• _SELECTED TEXT_
The IDF(S) calculation unit 171 obtains the index terms (S) from the processing result storage unit 320 or directly from the index term (S) extraction unit 170, and performs IDF calculation to the index terms (S) based on the conditions of the condition recording unit 310. The obtained IDF(S) is stored in the processing result storage unit 320 or sent directly to the characteristic index term extraction unit 180.

The characteristic index term extraction unit 180 extracts the index terms (d), based on the conditions of the condition recording unit 310, from the processing result storage unit 320 or directly from the results of the IDF(S) calculation unit 171 and the results of the IDF(P) calculation unit 142, in a required number as indicated in the conditions, or in a number selected from the calculation result based on the conditions. The index term/terms extracted here is/are referred to as the “characteristic index term/terms”. The extracted characteristic index terms (d) are stored in the processing result storage unit 320 or sent directly to the coordinate transformation unit 181.

The coordinate transformation unit 181 obtains characteristic index terms and the IDF (P) and IDF (S) thereof from the processing result storage unit 320, or directly from the characteristic index term extraction unit 180, and performs coordinate transformation using a conformal mapping based on conditions of the condition recording unit 310. The coordinates of each index term after the coordinate transformation are sent to the processing result storage unit 320.

<2-3. Details of Recording Device 3>

In the recording device 3 of FIG. 2, the condition recording unit 310 records information such as the conditions obtained from the input device 2, and sends data to the processing device 1 or the output device 4, respectively, based on their requests. The processing result storage unit 320 stores the processing results of the respective constituent elements in the processing device 1, and sends necessary data based on the request from the processing device 1.

The document storage unit 330 stores and provides the necessary document data obtained from the external database or internal database based on the request from the input device 2 or processing device 1.

<2-4. Details of Output Device 4>

In the output device 4 of FIG. 2, the map creating condition reading unit 410, based on the conditions of the condition recording unit 310, reads the map creating condition and sends this to the map data loading unit 412.

The map data loading unit 412, according to the conditions of the map creating condition reading unit 410, loads the processing result of the coordinate transformation unit 181 from the processing result storage unit 320. The loaded coordinate data of the characteristic index terms is sent to the processing result storage unit 320 or sent directly to the map output unit 440.

The map output unit 440 obtains the conditions and data output from the map data loading unit 412 directly therefrom or from the processing result storage unit 320, and creates a field for output the map. Simultaneously, it also outputs the processing result of the coordinate transformation unit 181 so that the result can be displayed or printed on the map or stored as data.

<3. Operation of Index Term Extraction Device>

FIG. 3, FIG. 4 and FIG. 5 are diagrams for explaining the operation of the index term extraction device.

• _WRITTEN PROBLEM 1_
Gather every line of the entries below that contains the string "shadow", treating case as significant.

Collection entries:
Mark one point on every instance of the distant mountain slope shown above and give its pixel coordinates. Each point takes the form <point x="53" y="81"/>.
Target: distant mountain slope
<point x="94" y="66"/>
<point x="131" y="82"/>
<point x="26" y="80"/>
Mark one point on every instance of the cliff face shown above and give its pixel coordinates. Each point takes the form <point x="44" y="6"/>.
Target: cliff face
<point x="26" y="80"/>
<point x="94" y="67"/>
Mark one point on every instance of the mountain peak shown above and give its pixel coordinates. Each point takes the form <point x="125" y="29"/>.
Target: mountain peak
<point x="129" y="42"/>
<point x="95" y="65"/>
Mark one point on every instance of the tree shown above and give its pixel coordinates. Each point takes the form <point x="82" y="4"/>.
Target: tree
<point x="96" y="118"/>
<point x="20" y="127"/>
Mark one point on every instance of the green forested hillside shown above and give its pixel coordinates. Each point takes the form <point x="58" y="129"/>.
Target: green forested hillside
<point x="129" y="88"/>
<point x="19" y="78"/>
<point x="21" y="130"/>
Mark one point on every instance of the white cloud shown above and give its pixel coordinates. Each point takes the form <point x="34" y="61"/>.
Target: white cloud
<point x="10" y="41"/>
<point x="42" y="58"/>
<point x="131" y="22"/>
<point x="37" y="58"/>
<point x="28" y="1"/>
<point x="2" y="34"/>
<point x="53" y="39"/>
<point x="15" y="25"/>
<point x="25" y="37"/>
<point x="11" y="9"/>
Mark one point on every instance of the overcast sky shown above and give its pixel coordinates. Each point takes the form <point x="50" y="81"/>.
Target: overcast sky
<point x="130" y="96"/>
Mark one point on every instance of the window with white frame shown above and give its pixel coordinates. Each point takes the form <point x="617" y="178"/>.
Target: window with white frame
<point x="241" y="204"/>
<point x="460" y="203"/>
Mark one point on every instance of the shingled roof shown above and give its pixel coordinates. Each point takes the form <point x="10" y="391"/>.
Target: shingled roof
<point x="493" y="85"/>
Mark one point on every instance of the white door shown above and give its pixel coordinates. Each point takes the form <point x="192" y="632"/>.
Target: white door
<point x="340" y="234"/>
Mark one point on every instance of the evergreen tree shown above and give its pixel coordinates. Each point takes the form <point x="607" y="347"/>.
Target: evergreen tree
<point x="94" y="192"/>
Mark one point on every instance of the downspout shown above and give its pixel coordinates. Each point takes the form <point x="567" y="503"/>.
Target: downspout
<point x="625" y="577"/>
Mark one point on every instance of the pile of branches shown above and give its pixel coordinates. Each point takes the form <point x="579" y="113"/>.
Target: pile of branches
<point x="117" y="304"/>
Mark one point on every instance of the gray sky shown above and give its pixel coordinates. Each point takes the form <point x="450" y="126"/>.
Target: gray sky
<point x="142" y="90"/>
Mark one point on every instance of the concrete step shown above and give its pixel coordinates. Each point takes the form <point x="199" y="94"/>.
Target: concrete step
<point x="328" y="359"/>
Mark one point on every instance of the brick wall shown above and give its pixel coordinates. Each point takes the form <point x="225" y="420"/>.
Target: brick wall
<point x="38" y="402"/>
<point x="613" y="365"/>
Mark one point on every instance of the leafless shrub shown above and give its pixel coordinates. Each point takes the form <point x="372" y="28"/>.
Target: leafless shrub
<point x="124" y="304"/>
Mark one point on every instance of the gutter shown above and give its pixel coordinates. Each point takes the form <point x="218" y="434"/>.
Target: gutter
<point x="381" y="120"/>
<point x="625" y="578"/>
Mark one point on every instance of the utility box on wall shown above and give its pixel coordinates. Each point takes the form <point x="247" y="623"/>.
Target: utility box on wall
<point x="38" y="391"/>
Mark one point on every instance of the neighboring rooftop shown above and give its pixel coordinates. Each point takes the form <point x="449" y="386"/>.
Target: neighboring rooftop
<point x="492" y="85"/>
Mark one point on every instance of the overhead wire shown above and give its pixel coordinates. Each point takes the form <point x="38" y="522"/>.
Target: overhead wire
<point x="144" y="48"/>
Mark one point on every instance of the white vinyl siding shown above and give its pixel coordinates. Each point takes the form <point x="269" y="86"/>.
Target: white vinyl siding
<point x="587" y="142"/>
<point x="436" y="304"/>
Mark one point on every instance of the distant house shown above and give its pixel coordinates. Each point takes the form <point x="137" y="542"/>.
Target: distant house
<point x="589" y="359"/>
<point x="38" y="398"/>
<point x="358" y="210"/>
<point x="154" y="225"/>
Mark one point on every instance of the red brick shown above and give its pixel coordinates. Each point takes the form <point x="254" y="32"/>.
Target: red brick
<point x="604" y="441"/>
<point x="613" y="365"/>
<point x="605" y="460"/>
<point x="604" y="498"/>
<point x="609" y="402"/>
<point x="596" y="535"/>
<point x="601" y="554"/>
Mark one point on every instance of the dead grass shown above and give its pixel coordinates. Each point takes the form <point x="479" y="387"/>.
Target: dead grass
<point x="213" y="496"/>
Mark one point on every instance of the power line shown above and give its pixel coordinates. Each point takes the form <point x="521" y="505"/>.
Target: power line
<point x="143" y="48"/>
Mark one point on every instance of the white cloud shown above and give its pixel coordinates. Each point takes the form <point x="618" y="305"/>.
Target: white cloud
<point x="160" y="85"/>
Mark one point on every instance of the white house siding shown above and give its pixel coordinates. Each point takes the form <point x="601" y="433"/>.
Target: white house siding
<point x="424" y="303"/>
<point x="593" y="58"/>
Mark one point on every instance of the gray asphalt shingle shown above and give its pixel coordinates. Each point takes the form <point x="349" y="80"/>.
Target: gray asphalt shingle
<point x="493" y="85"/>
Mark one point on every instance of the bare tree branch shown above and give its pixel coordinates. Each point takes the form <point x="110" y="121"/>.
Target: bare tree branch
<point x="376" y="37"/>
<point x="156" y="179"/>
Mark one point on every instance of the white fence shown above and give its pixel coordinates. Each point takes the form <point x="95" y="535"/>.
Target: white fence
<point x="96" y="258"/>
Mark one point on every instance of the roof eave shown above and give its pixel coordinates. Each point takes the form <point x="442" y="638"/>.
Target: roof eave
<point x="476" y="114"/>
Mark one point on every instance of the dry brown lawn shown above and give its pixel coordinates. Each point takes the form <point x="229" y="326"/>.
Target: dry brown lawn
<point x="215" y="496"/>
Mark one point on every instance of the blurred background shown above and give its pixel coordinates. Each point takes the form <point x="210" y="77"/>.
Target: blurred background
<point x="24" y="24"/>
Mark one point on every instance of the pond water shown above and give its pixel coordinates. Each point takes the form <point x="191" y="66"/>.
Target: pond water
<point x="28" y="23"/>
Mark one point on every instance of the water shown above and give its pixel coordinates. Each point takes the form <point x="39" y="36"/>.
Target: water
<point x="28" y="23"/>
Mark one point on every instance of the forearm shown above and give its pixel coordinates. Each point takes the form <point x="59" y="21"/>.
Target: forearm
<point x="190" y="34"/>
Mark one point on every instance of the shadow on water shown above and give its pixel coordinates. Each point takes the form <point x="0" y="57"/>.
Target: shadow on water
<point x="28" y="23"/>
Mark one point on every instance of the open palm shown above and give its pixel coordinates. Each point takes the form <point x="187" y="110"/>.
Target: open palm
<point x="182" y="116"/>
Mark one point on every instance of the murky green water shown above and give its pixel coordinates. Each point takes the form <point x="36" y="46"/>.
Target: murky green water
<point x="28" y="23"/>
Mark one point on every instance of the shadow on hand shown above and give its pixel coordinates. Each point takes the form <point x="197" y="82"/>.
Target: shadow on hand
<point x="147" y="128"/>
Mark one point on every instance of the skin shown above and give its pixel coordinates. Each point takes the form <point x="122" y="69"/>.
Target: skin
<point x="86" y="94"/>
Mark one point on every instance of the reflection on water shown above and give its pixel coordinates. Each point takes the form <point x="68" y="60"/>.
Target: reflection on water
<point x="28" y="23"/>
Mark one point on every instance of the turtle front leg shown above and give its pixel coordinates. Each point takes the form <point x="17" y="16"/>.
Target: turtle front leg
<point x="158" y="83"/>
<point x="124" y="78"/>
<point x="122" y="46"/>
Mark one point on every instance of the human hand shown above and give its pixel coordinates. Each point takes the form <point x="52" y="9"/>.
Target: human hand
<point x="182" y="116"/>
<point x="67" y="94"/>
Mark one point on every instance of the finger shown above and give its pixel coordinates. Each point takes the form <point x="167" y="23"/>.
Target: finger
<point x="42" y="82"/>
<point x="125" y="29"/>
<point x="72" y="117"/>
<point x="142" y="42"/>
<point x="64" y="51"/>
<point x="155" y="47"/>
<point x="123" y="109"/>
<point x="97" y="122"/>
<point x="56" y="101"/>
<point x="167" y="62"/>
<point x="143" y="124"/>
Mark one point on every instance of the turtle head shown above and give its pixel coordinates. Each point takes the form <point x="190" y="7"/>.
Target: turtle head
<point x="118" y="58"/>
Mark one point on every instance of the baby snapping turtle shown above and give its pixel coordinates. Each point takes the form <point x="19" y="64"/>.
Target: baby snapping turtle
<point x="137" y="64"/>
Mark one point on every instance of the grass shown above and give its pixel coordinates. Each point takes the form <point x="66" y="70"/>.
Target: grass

• _WRITTEN PROBLEM 2_
According to the passage on the index term extraction device, where are the coordinates of each index term sent after the coordinate transformation?

• _FULL ANSWER 1_
Mark one point on every instance of the shadow on water shown above and give its pixel coordinates. Each point takes the form <point x="0" y="57"/>.
Target: shadow on water
Mark one point on every instance of the shadow on hand shown above and give its pixel coordinates. Each point takes the form <point x="197" y="82"/>.
Target: shadow on hand

• _FULL ANSWER 2_
They are sent to the processing result storage unit 320.